Testo della pagina:
============
Variazione nella composizione della Commissione.

  Stefano STEFANI, presidente, comunica che è entrato a far parte della Commissione il deputato Pietro Cannella, componente del gruppo PdL.
  Ricorda che, in questi giorni, è venuto a mancare il collega Mirko Tremaglia, deputato dalla VI legislatura e componente ininterrottamente dal 1976 della Commissione affari esteri e comunitari, di cui è stato Presidente nella XII legislatura (1994-1996). Crede di interpretare il sentimento di tutti i colleghi, evidenziandone la straordinaria tempra umana e politica e l'intenso impegno parlamentare profuso con grande generosità soprattutto nella promozione del ruolo degli italiani nel mondo.

Ratifica ed esecuzione dell'Accordo di riconoscimento degli studi, titoli e diplomi di istruzione media, diversificata e professionale per il proseguimento degli studi di istruzione superiore, tra i Governi della Repubblica italiana e della Repubblica Pag. 39Bolivariana del Venezuela, sottoscritto a Caracas il 27 luglio 2007.
C. 4792 Governo.

(Esame e rinvio).

  La Commissione inizia l'esame del provvedimento in titolo.

  Gennaro MALGIERI (PdL), relatore, illustra che l'accordo in esame mira a venire incontro alle legittime esigenze nutrite dalla nostra comunità residente in Venezuela sanando la carenza di una disciplina bilaterale del riconoscimento degli studi, dei titoli e dei diplomi di livello medio per il proseguimento degli studi di livello superiore in Italia ed in Venezuela.
  Attualmente i diplomi conseguiti presso i nostri istituti in Venezuela non ricevono alcun riconoscimento legale da parte delle autorità venezuelane, acuendo il rischio di una diminuzione delle iscrizioni presso queste istituzioni scolastiche, a detrimento della diffusione della lingua italiana, in un Paese che conta circa un milione di oriundi.
  Il presente Accordo è inteso a consentire agli studenti italiani, che ottengano il diploma di maturità superiore nelle scuole italiane di iscriversi negli atenei venezuelani venezuelane, senza ulteriori prove da sostenere, ad esclusione un esame di lingua spagnola.
  Gli articoli 4 e 5 dell'accordo sono finalizzati all'esigenza di garantire l'acquisizione di un'adeguata conoscenza linguistica, in modo da agevolare l'accesso alle università dei rispettivi paesi per tutti coloro che siano in possesso di un titolo di studio venezuelano o italiano.
  Pertanto, in base all'Accordo, gli studenti con il titolo di baccelliere (undici anni), poiché frequentano un anno aggiuntivo presso le istituzioni scolastiche italo-venezuelane o presso gli atenei venezuelani, sono esonerati dalla prova di conoscenza della lingua italiana, mentre gli studenti in possesso di un diploma delle scuole tecniche (dodici anni) non devono frequentare l'anno aggiuntivo, ma sostengono la prova di conoscenza linguistica.
  I possessori di un diploma italiano (sia licei che istituti tecnici) non sono quindi tenuti a frequentare l'anno aggiuntivo, ma devono superare soltanto la prova di conoscenza della lingua spagnola.
============
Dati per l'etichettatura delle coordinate
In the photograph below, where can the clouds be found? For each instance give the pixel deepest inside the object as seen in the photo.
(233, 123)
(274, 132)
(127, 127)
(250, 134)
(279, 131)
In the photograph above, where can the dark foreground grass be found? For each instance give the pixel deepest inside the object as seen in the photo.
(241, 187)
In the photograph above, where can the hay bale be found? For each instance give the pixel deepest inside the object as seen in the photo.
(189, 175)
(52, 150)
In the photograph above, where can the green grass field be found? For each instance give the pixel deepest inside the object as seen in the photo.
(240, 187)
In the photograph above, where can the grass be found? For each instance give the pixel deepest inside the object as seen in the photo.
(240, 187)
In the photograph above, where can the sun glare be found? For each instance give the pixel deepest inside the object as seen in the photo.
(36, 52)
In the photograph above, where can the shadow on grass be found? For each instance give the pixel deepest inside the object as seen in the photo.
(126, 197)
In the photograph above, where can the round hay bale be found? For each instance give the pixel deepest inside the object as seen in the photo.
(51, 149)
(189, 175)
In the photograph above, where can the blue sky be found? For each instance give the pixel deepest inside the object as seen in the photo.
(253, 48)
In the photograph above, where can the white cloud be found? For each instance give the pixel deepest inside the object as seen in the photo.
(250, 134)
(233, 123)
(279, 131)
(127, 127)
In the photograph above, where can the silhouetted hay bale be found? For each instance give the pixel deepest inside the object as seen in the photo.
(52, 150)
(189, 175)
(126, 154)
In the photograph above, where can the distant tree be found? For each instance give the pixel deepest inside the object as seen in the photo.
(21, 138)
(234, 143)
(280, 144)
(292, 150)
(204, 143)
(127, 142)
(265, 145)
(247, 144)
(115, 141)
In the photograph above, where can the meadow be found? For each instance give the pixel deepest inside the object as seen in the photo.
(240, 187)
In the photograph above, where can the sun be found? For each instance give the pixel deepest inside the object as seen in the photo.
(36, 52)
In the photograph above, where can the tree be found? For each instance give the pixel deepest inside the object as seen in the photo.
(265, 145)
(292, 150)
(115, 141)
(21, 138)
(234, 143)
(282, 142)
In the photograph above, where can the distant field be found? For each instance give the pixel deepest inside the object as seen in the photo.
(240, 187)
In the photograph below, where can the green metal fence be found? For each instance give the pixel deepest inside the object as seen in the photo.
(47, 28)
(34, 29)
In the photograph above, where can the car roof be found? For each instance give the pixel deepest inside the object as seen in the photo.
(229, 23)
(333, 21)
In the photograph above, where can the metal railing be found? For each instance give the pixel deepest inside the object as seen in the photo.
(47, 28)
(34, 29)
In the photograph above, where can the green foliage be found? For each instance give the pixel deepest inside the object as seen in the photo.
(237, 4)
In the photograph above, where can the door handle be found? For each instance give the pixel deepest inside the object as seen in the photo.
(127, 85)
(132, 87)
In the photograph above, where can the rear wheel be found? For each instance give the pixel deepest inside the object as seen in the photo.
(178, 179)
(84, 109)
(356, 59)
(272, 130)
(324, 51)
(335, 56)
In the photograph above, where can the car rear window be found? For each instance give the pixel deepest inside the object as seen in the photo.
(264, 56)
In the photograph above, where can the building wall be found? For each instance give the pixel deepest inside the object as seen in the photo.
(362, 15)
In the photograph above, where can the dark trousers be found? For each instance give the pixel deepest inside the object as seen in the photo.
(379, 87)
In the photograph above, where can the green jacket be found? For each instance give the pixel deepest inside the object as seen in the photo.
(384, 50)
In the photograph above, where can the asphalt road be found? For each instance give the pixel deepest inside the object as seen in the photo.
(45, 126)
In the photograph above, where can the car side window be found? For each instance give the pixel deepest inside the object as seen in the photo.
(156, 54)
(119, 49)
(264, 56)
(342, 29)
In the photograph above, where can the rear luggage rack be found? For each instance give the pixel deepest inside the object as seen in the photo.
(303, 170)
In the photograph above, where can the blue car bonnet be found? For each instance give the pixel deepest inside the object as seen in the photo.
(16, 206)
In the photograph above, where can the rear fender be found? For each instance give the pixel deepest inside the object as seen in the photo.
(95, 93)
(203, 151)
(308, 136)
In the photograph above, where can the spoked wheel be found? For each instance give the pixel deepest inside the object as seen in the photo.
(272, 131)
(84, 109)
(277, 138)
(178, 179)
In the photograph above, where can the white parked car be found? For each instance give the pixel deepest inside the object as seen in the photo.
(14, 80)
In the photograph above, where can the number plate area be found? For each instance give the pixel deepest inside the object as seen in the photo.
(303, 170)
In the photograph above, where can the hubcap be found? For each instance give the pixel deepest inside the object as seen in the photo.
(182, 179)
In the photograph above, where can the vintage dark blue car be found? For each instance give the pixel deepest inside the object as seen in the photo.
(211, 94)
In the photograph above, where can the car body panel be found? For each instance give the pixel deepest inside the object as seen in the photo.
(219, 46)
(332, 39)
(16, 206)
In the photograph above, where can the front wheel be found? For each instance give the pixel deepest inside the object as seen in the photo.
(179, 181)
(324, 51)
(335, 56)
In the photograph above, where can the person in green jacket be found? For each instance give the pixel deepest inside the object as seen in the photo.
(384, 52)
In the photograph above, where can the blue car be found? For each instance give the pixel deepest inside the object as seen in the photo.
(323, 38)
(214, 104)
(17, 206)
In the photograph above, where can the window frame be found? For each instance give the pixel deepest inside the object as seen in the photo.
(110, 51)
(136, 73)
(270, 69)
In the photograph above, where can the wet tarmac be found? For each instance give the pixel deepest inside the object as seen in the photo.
============
Cosa serve:
Prosegui il resoconto della seduta della Commissione affari esteri a partire dall'ultima frase riportata. Le voci non hanno alcun legame con il testo.

Soluzione esercizio:
  L'articolo 7 fa salva l'autonomia didattica degli atenei, poiché l'accordo si limita a riconoscere i titoli che consentono l'accesso alle prove d'ingresso delle istituzioni universitarie dei due Paesi, senza che ciò comporti comporta l'obbligatoria ammissione dei candidati.
  L'articolo 9 dell'Accordo prevede l'istituzione di una Commissione, composta da due rappresentanti dei Ministeri dell'istruzione dei rispettivi Paesi e da un rappresentante scelto di comune accordo tra le Parti che coordina la Commissione nelle attività di informazione, di valutazione e di controllo dei risultati dell'Accordo.
  Per quanto attiene agli oneri da porre a carico del bilancio dello Stato, come documentato nella relazione tecnica allegata al provvedimento, essi ammontano a 5.100 euro annui ad anni alterni a decorrere dal 2012 (anno in cui la Commissione si riunirà in Venezuela).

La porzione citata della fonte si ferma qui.